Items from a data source

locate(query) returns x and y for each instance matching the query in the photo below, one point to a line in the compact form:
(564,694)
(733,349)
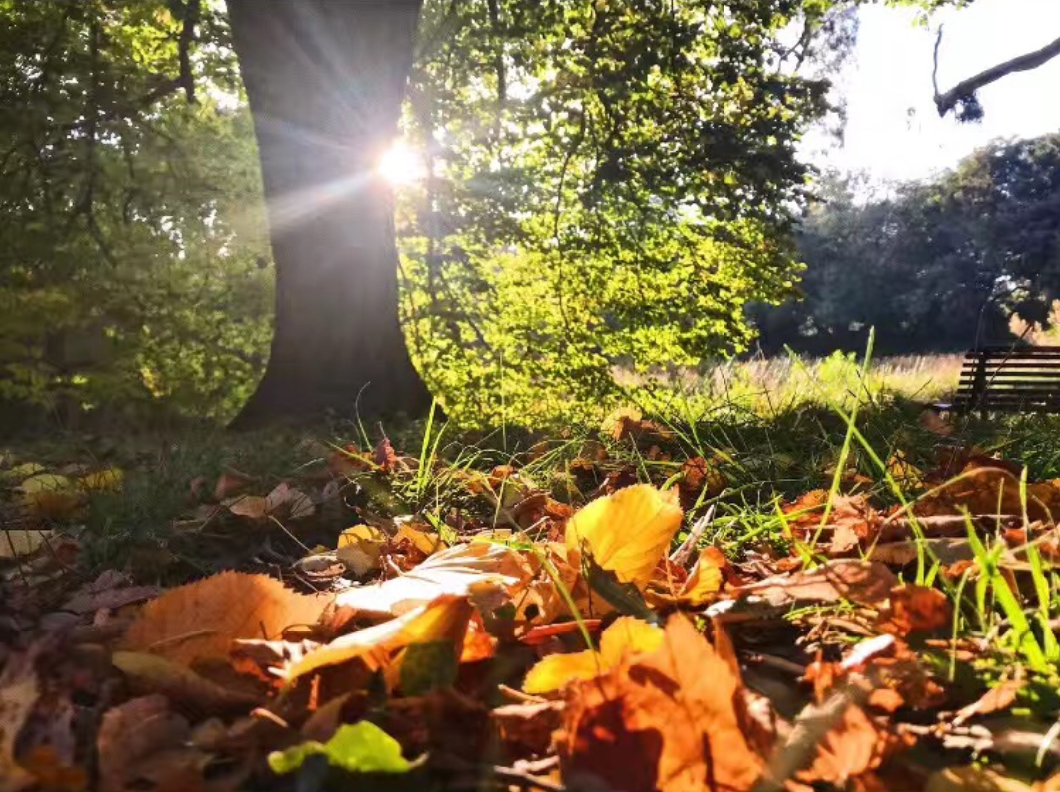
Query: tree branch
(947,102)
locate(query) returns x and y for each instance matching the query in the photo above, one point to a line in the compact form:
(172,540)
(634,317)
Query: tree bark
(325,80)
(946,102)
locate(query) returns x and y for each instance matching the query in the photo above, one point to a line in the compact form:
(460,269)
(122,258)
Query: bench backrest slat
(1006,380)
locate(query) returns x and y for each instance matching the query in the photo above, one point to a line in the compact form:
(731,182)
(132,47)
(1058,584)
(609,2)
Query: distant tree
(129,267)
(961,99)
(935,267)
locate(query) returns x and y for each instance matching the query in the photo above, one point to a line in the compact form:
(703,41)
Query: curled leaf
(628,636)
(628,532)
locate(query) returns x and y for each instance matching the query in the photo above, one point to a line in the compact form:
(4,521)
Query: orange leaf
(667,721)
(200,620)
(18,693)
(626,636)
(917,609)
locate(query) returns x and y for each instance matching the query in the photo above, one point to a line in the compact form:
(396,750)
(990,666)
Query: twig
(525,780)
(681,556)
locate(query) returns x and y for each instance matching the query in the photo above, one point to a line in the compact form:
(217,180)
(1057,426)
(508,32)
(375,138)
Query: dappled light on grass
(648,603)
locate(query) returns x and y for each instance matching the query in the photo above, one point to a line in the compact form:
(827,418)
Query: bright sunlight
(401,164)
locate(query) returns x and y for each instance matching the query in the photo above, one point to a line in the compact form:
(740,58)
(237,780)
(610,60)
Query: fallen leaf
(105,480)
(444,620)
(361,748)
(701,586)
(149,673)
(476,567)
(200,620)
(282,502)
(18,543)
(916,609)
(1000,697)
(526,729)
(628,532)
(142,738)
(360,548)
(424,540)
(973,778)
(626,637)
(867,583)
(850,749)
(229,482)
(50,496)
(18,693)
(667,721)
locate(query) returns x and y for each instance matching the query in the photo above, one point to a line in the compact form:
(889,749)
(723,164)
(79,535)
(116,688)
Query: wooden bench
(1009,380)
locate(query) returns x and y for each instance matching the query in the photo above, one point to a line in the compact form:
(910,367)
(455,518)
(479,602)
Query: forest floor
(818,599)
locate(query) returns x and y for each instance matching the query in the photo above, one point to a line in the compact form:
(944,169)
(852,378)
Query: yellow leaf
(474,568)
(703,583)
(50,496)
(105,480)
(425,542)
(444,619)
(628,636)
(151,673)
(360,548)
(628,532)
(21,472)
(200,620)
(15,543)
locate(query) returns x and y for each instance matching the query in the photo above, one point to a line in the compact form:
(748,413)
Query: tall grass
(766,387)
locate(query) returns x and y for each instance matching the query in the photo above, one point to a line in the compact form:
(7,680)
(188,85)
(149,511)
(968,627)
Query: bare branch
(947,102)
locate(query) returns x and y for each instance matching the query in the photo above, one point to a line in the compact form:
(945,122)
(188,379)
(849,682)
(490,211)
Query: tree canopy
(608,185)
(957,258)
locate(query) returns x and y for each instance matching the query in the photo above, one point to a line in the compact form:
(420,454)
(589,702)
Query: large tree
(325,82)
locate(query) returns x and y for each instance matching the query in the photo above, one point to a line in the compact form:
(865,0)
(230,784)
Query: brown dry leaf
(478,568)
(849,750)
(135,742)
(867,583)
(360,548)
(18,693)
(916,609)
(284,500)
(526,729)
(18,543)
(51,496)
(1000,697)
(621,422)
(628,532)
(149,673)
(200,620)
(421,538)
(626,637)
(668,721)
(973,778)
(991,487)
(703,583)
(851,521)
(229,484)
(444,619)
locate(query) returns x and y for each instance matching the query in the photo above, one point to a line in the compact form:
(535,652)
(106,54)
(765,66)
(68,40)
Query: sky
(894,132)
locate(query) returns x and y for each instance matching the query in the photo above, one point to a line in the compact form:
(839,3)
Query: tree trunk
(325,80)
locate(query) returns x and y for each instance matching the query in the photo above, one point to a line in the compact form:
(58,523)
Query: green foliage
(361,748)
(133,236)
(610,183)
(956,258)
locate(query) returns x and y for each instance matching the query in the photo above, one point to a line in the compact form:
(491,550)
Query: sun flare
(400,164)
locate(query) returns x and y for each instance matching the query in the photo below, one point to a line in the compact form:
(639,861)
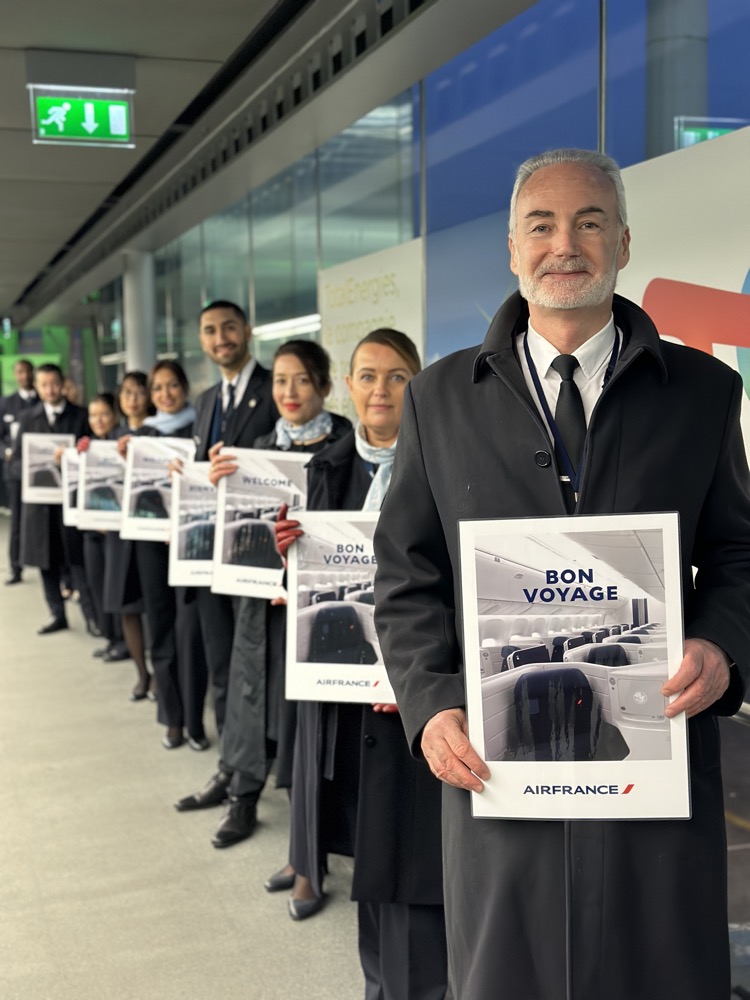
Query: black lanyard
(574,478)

* * *

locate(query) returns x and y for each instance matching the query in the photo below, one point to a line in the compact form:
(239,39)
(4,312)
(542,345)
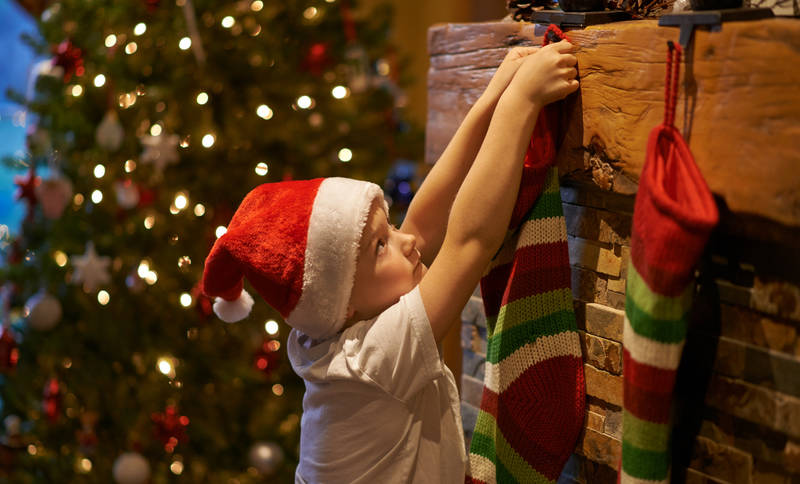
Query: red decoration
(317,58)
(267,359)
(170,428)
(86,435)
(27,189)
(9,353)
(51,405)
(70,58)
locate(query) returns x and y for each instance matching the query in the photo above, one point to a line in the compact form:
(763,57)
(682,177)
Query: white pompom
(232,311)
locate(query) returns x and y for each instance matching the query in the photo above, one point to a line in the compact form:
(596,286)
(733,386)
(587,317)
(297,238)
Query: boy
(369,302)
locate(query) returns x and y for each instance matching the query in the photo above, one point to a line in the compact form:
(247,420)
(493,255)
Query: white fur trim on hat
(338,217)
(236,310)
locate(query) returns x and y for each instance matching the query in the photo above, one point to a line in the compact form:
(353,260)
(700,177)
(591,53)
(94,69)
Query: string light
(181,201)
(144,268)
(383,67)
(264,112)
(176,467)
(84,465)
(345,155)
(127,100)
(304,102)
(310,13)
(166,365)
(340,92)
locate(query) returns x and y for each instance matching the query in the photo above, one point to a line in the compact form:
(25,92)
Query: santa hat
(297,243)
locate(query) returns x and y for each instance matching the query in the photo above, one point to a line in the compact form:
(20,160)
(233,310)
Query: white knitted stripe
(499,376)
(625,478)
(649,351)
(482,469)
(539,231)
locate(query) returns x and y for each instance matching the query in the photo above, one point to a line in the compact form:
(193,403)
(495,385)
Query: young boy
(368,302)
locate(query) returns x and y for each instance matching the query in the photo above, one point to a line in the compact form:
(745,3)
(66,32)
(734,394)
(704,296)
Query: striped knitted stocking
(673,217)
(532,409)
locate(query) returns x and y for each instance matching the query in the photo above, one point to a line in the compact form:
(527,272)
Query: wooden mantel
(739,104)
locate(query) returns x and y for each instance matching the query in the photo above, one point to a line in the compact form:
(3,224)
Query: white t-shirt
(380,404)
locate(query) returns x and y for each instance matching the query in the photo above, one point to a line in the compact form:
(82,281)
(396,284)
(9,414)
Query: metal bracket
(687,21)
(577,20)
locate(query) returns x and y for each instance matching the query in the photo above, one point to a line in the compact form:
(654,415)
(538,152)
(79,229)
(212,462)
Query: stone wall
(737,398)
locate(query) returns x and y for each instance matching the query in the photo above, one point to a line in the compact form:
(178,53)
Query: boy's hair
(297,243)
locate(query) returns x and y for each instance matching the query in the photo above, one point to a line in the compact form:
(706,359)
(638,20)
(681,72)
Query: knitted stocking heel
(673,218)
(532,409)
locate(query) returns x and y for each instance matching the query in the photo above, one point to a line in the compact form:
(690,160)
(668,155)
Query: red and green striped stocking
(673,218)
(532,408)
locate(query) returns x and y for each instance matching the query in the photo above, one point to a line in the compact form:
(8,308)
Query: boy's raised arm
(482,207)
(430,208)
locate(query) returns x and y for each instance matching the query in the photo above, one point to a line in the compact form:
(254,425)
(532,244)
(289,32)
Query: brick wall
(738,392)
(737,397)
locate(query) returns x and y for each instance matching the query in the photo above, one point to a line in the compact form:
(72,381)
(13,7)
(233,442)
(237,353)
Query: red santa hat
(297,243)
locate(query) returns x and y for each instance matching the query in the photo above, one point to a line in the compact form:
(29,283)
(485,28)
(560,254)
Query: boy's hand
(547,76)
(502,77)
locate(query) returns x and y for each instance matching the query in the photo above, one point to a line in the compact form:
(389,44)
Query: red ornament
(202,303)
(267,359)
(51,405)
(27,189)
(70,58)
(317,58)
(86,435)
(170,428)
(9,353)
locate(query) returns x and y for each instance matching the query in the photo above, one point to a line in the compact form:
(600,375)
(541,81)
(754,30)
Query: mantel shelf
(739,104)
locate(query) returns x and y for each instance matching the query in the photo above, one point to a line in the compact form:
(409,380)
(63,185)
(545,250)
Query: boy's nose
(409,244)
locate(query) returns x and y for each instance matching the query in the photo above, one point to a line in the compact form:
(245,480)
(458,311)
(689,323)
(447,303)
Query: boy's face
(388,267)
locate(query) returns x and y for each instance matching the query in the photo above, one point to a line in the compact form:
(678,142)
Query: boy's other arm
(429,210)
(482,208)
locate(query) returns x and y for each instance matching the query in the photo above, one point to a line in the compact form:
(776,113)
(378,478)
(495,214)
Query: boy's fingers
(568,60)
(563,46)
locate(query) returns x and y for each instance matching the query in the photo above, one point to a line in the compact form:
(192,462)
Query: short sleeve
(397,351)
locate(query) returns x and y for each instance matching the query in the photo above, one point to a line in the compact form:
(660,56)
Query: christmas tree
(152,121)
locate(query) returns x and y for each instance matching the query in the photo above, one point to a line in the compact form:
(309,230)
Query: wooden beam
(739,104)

Task directions: Return every line of the data that contains the word "knitted", copying each one in full.

Completed task:
Query: white knitted stripe
Query: striped knitted stocking
Query: knitted stocking heel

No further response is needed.